> **Set problem**
From the UCPMS import guide below, reproduce word for word the passage that begins with "Upload your publications" and ends with "using the system.".

> **Selection**
==*==
Screenshot of UCPMS import upload step

The system will display the publications imported from the BibTeX file in one to three lists, depending on which types of record it has found: 

  1. “New records,” 
  2. “Records matched to publications without manual records”, and 
  3. “Records matched to publications with manual records” 

These list names are explained below. Take a moment to review the list to verify that the data looks correct, and to deselect any items that you do not want to import.  

Check each list for duplicates or incorrect author relationships. It’s okay if you miss a few – you can always remove them from your publication list later. 

The “Relationships” column describes your relationship to the publication: Author, Editor, Translator, or Contributor. In most cases, this should be Author. If an item that you did not author is listed in the column as “Relationship: Author,” uncheck the “Relationship: Author” box.

screenshot of UCPMs records highlighting relationship checkbox
In this screenshot, we have unchecked the “Relationship: Author” box, because it should be “Relationship: Contributor.” It will not be imported.

New records: The UCPMS regularly checks publication databases and searches for work by UC authors. The items in this list are publications that the UCPMS has never found. If they look correct, they can be safely imported.

screenshot of UCPMS new records to import
In this screenshot, four new references (“records”) have been processed and are ready to import. All have the UC author listed as “Author.” If this is correct, they can be safely imported.

Matched to publications without manual records: These are references to publications that the UCPMS has previously found in external databases, but for which no other UC author has created a manual reference (“record”) in the UCPMS. If they look correct, they can be safely imported.

screenshot of UCPMS showing matches without manual records
In this screenshot, 211 references (“records”) have been matched . All have the UC author listed as “Author”. If this is correct, they can be safely imported.

Matched to publications with manual records: These are publications that the UCPMS has previously found in publication databases, and which other UC authors have created a “manual” reference (“record”) in the UCPMS. Usually manual references are created during a BibTeX import (as you are doing now). If they look correct, they can be safely imported.

screenshot of UCPMS showing matches with manual records
In this screenshot, 38 references (“records”) have been matched . All have the UC author listed as “Author.” If this is correct, they can be safely imported.

When you’re done verifying these lists, select the Import button.

Upload your publications to eScholarship 

As mentioned above, the UCPMS regularly crawls publication databases searching for work by UC authors. When it finds what looks like a match, it puts a publication record in a user’s “Pending” list. Once a user verifies that they are the author of a particular publication, that publication is moved to their “Claimed” list. When you import publications using the process described above, those publications are automatically added to your “Claimed” list along with any other publications you have verified when previously using the system.

You can find the publications you just added using this quick link to your Claimed publications list, or by selecting Menu > Publications.

To upload a publication from your list to eScholarship, click the Deposit button next to the publication record.

screenshot of UCPMS showing deposit button

On the right, select the “Browse” button and navigate to the Word or PDF file you have saved for that publication. Then select “Use this file” to upload the file to the system.
==*==
> **Items**
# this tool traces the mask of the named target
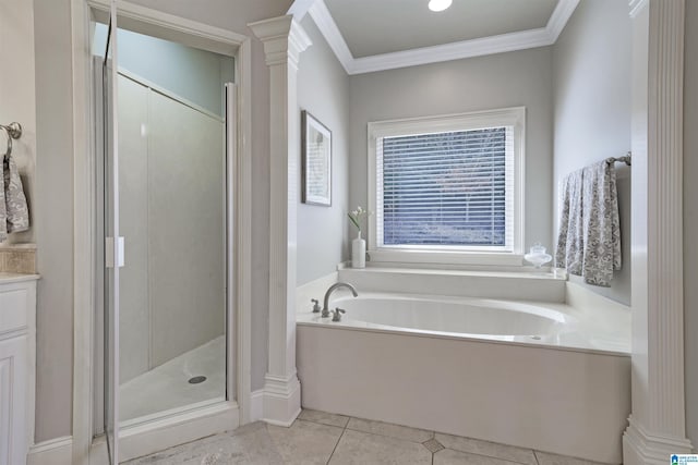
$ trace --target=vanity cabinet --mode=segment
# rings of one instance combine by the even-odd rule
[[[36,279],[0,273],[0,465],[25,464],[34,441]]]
==*==
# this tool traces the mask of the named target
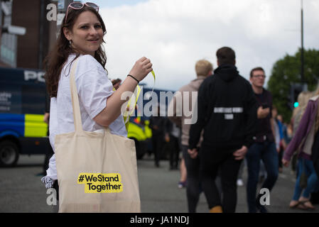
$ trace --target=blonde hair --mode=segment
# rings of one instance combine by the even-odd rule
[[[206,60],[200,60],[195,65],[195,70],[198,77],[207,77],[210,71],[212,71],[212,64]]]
==*==
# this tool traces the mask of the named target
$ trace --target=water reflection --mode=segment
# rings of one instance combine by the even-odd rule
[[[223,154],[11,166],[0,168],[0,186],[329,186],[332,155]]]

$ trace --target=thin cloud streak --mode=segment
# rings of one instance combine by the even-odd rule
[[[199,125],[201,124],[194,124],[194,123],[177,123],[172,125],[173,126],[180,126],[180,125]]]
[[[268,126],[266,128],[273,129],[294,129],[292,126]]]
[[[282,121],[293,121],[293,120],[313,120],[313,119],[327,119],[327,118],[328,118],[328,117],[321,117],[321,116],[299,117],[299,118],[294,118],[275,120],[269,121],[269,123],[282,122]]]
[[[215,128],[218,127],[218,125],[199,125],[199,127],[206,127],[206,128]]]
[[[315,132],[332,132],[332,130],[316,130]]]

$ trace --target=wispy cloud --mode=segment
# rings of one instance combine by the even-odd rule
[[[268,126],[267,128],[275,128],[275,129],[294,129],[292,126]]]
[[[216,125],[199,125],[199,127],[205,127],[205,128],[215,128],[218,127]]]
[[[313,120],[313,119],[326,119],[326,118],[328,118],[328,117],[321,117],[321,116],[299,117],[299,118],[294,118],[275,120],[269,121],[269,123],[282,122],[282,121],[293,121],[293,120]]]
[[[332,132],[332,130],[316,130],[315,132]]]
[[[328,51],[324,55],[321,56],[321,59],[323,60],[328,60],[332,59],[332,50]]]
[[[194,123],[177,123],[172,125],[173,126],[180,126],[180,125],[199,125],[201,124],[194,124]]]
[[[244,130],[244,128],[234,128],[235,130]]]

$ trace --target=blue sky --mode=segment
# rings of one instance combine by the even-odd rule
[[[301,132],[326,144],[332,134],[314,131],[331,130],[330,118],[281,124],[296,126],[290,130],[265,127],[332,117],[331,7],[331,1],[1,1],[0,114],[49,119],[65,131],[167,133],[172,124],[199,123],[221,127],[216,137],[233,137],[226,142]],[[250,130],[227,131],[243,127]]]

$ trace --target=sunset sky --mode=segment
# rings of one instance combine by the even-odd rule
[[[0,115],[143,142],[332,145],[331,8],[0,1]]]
==*==
> **Response to this task**
Upload your publications to eScholarship 

As mentioned above, the UCPMS regularly crawls publication databases searching for work by UC authors. When it finds what looks like a match, it puts a publication record in a user’s “Pending” list. Once a user verifies that they are the author of a particular publication, that publication is moved to their “Claimed” list. When you import publications using the process described above, those publications are automatically added to your “Claimed” list along with any other publications you have verified when previously using the system.